● **EXERCISE TASK A**
In the article on building in the modern enterprise, how long has the writer spent in enterprise IT?

● **TEXT**
#####
Redefining the Fundamentals: What Does It Mean to Build in the Modern Enterprise?
I’ve spent the better part of 25 years in enterprise IT, and like many seasoned professionals, I built my instincts in a world where we had to know everything from the ground up. If you wanted to build a system, you started with bare metal. If you needed scale, you designed for it manually. You didn’t just use technology—you understood it, wire by wire, line by line.
But here’s the thing that’s been gnawing at me lately: those instincts, the ones we’ve earned through experience and hard lessons? They can get in the way.
In my Zero to Builder series, I’ve been going back to basics—relearning how to build, but with today’s tools. And what’s struck me isn’t how hard the new tools are. It’s how easy they are. It’s disorienting. The abstractions are so high-level, the platforms so intuitive, that the grit I relied on feels almost… irrelevant.
That realization led me to a bigger question: What does it mean to build an organization in this new era of abstraction?
The Old Way Wasn’t Wrong—But It Wasn’t Built for This
We used to value people for their ability to navigate complexity. The best engineers could untangle a web of custom scripts and manual processes and make it all work. We hired for deep technical skill, an obsession with detail, and a kind of reverence for “doing it the hard way.”
But now? The fundamentals are being redefined—not erased, but elevated. Infrastructure is code. Platforms like Salesforce, ServiceNow, and Azure are full-stack operating environments. AI can write integration logic faster than you can sketch it on a whiteboard.
We’re no longer asking “Can you write the perfect SQL query?” Instead, we’re asking, “Can you model our data in a way that aligns with the business’s goals—and do it using the tools at hand?”
#####
● **EXERCISE TASK B**
Arrange the stretch of the records from the line containing "Could you point out the water reflection" through the end of the records as a two-column CSV with the columns text and answer. Give one row for each text with its answer, each value in its own quoted field, and turn line breaks into spaces.

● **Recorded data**
#####
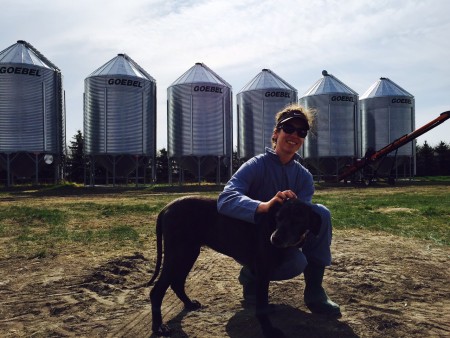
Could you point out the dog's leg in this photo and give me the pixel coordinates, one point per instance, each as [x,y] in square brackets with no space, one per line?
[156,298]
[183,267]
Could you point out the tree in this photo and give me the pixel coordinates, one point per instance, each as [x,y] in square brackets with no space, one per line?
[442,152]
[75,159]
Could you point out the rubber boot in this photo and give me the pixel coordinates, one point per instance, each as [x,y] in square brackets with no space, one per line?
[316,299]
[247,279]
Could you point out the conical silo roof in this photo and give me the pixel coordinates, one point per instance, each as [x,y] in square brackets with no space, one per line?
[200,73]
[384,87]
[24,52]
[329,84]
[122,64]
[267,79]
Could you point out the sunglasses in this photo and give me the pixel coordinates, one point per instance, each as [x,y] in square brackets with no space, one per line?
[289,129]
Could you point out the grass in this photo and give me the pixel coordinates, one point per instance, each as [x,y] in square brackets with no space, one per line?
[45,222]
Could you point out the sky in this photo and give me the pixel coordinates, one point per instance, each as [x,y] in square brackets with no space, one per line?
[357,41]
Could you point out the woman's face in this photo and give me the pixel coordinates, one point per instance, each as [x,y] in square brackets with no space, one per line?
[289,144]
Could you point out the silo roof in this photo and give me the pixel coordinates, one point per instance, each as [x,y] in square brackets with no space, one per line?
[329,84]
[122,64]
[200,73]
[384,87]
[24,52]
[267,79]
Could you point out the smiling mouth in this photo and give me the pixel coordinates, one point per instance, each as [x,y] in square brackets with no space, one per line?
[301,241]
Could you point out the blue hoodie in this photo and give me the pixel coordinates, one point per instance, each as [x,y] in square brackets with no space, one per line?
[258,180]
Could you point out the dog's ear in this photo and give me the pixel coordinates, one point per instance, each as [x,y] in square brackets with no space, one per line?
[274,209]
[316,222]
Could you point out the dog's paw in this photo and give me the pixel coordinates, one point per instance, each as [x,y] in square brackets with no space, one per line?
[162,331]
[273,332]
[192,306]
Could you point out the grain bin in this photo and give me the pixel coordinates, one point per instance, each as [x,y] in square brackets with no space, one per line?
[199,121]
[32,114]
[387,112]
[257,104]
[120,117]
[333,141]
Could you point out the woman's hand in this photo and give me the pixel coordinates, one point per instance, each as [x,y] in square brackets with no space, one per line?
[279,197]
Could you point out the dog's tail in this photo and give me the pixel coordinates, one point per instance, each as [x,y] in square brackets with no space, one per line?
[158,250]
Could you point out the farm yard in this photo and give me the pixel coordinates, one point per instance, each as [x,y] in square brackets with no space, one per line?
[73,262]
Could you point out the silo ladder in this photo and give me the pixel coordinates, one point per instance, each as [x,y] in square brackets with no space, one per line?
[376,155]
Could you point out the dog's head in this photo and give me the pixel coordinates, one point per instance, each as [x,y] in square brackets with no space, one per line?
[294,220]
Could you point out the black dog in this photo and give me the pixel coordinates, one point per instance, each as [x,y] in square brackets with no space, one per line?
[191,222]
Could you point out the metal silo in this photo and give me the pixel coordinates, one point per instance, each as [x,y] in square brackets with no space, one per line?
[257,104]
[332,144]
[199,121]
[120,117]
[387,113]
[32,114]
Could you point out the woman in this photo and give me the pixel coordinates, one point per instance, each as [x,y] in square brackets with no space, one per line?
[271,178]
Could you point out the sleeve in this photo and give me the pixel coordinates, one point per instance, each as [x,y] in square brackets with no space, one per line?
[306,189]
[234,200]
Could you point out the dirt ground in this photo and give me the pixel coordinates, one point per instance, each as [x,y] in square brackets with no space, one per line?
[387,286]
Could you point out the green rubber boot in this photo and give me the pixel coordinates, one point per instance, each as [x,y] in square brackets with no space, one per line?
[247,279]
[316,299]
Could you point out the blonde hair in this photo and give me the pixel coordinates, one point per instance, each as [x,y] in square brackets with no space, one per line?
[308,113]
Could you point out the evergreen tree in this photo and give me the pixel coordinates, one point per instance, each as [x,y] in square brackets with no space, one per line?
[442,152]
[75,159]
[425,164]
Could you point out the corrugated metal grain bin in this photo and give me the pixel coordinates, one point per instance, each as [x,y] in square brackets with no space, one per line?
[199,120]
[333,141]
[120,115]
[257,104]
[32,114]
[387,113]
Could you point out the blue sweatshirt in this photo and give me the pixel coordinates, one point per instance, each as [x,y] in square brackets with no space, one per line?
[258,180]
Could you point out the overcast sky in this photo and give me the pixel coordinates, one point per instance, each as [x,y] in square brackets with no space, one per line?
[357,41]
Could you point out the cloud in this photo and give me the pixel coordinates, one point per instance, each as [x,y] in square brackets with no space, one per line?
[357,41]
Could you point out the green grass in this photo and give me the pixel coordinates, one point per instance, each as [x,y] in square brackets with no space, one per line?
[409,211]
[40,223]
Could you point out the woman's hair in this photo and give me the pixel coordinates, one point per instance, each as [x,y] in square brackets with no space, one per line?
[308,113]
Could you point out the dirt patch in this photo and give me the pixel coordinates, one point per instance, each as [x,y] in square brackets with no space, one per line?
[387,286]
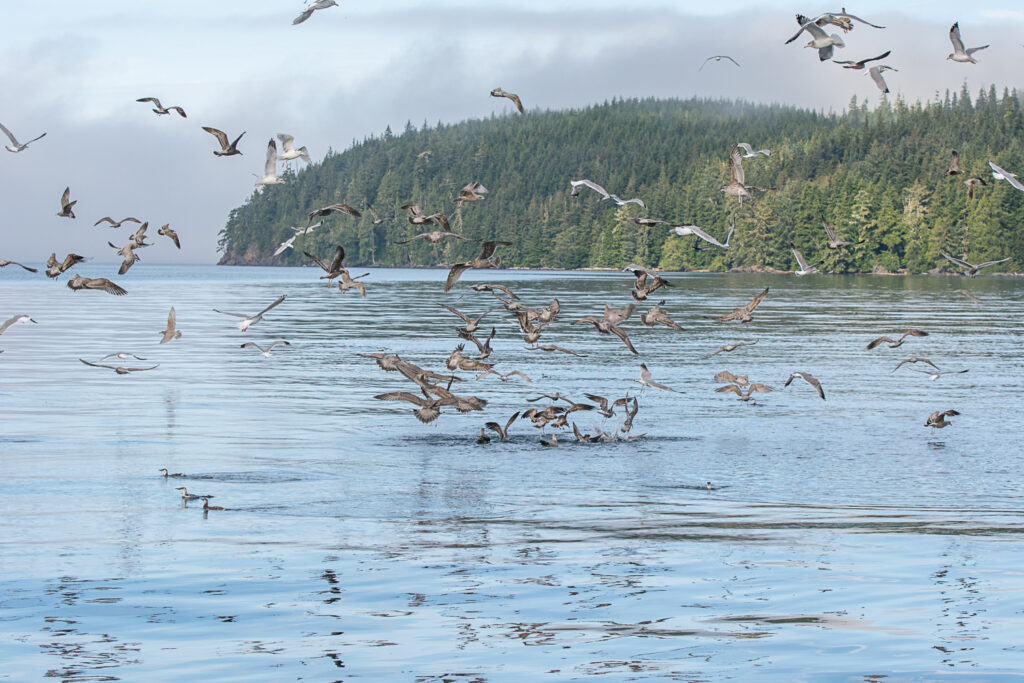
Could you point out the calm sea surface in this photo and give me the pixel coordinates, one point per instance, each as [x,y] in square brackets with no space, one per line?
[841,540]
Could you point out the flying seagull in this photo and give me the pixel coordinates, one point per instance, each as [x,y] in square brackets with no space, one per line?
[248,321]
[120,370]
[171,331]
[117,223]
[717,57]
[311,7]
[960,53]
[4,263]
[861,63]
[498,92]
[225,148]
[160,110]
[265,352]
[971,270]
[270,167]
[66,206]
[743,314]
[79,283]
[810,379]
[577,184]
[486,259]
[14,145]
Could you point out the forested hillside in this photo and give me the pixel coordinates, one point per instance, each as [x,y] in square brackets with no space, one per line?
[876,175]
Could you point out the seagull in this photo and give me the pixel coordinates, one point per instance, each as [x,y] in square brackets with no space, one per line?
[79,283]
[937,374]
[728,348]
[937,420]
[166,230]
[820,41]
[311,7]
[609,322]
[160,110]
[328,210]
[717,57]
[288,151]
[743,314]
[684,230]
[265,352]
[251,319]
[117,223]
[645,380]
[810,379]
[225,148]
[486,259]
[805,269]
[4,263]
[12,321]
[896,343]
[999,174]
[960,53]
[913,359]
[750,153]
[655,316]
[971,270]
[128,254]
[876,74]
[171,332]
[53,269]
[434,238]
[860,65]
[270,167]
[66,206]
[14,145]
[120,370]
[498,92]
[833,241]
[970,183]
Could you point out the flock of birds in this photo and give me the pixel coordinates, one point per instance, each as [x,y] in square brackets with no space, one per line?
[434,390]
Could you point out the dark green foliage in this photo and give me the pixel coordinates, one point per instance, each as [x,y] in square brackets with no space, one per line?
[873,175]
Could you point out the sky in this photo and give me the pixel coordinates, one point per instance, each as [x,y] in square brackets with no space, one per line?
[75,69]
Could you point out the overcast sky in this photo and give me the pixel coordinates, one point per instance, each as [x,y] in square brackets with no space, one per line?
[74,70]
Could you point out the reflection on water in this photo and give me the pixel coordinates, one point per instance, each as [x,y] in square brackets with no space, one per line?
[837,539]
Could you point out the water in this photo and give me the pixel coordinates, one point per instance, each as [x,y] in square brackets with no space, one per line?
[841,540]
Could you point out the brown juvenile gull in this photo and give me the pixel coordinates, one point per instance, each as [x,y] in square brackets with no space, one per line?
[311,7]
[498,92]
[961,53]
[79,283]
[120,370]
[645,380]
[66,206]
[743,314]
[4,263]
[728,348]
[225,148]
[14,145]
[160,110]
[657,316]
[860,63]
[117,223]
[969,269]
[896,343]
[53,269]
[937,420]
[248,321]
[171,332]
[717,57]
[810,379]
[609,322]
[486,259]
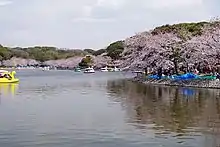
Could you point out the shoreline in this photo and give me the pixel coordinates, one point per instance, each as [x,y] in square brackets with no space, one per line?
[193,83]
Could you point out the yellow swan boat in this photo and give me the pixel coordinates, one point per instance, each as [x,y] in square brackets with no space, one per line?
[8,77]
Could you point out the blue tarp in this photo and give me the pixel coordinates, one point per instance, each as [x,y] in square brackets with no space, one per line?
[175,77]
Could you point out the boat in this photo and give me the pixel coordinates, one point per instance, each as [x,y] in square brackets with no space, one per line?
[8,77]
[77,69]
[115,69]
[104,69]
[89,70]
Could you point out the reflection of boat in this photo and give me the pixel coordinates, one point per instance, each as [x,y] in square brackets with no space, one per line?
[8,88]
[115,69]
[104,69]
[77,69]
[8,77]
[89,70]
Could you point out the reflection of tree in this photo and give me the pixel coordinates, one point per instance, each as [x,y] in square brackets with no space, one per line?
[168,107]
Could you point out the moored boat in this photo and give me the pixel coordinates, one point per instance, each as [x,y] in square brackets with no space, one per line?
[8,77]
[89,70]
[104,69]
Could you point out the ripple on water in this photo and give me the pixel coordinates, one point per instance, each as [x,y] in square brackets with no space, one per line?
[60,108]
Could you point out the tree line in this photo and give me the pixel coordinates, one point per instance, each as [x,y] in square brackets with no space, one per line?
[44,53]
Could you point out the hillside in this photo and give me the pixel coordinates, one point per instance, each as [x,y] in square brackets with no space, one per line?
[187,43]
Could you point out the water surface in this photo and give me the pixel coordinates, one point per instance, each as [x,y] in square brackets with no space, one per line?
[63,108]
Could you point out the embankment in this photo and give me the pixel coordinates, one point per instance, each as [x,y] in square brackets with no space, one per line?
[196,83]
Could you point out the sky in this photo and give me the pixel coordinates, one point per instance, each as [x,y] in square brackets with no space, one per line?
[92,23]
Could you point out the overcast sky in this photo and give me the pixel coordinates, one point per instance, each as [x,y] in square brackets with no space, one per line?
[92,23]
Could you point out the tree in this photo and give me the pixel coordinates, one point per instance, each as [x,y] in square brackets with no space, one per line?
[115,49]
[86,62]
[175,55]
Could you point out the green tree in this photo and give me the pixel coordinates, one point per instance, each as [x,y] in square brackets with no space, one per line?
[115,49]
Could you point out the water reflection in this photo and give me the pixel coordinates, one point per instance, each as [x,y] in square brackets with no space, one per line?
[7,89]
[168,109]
#####
● **EXERCISE OUTPUT A**
The better part of 25 years.

● **EXERCISE OUTPUT B**
text,answer
"Could you point out the water reflection in this photo and give me the pixel coordinates, one point per instance, each as [x,y] in square brackets with no space, one per line?","[7,89] [168,109]"